START
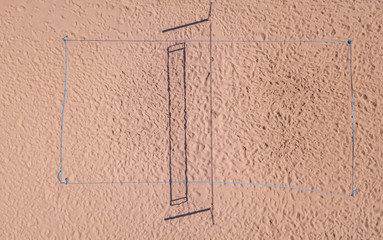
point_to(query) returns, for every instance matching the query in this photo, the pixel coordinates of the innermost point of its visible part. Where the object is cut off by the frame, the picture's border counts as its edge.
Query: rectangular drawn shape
(177, 124)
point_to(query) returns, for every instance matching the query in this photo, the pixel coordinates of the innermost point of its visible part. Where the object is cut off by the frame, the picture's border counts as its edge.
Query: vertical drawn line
(185, 126)
(170, 130)
(59, 176)
(211, 129)
(352, 107)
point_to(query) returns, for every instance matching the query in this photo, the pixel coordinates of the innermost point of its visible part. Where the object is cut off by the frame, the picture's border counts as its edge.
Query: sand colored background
(282, 115)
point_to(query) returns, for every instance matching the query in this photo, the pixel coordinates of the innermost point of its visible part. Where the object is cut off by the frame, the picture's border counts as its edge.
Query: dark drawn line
(187, 214)
(352, 107)
(59, 175)
(186, 25)
(170, 131)
(211, 127)
(185, 124)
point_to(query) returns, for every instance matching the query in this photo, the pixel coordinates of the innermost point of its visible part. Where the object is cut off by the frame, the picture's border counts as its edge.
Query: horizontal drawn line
(208, 182)
(187, 214)
(206, 41)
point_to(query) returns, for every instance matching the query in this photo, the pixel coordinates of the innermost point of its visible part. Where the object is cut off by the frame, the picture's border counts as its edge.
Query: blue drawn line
(209, 182)
(352, 107)
(206, 41)
(59, 176)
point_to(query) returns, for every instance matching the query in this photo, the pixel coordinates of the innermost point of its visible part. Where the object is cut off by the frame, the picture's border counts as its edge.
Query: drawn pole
(59, 176)
(211, 119)
(352, 109)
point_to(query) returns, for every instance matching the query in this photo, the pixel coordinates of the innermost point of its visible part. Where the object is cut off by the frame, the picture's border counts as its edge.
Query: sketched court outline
(348, 42)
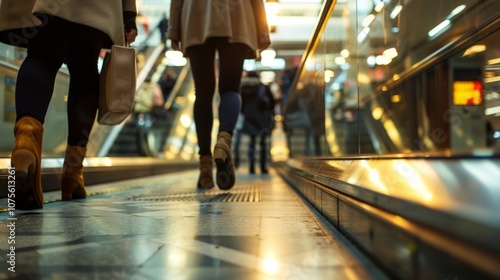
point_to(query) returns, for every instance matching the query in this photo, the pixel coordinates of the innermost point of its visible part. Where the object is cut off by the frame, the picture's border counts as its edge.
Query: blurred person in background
(258, 119)
(204, 30)
(53, 33)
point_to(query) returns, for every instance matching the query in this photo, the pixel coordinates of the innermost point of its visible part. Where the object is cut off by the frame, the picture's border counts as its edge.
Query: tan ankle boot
(222, 157)
(26, 158)
(206, 180)
(72, 185)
END
» Work to be completed
Reproduce every line exactly and omit all pictures.

» Response to the task
point_to(query) returns, for every instance matching the query in this photo, the pixel coordinates of the innermost point of its visible part. Where the object is cut off by the frame, the picture's border counts as its edge.
Query: rectangular drawn shape
(177, 124)
point_to(query) returns, for every instance matching the query in this photo, the pixel coordinates of the innermost point of its visible part. Where the object is cut off by the frame, the picture's border counts as its edge.
Query: vertical drawn line
(185, 126)
(170, 130)
(59, 176)
(211, 129)
(352, 107)
point_to(query) returns, for every instance matching the query in this photo, the pixel coordinates of the innermost point of its visible part. Where the object is cut off by the frame, the picture's border counts as its edge.
Query: sand colored background
(282, 115)
point_to(query) returns, for every instance matching the query in this photo, the pixel coordinates of the innermost point of its visible part. Where the object is cut off by the frame, the picture's border counts as its edge.
Query: dark drawn line
(187, 214)
(352, 107)
(59, 175)
(186, 25)
(170, 131)
(211, 127)
(185, 124)
point_to(query) returns, for every instance matching the query in this photo, the pixel coordinates of the innermost point of its visible part. Where the object is cut off by the frame, the picture's border counts as its edge.
Query: horizontal drawn line
(208, 182)
(187, 214)
(206, 41)
point_to(query) returns, for every instance matching the query in this photo, the pixel coordinates of the innermost point of its visible part. Where the object is cut off by the frame, the picture's border counts as its edge.
Query: blue drawn line
(209, 182)
(352, 107)
(206, 41)
(59, 176)
point_to(query) returns, for every instance matching the query in this photo, the pixel coordinates of the innermost point of its visible part. Where the object is cut off by the frame, the picture's border counts as its edge.
Query: drawn pole
(59, 176)
(211, 119)
(352, 109)
point_to(query) returns, for every instance matching the query in this photo, the pixel coordinates of the innermost point of its visible part. Where the object is cut off by the frame, the picture's border counts as its edge.
Query: sketched court outline
(348, 42)
point_to(query) returns, for every instance matching the query in this photo, the pixel coordinates of the innermost point of its visible part. Where the object is cut off by the frame, the picture's border counts as its edge.
Query: blurred person in background
(258, 119)
(204, 30)
(53, 33)
point_to(query) returns, for every instance matching the query in this photo, the pixel coordinates of the innermost point of its visible part. Where the object is cut off by the frame, the picture's border counts as its edge.
Query: tan ankle boot
(222, 157)
(26, 158)
(206, 180)
(72, 185)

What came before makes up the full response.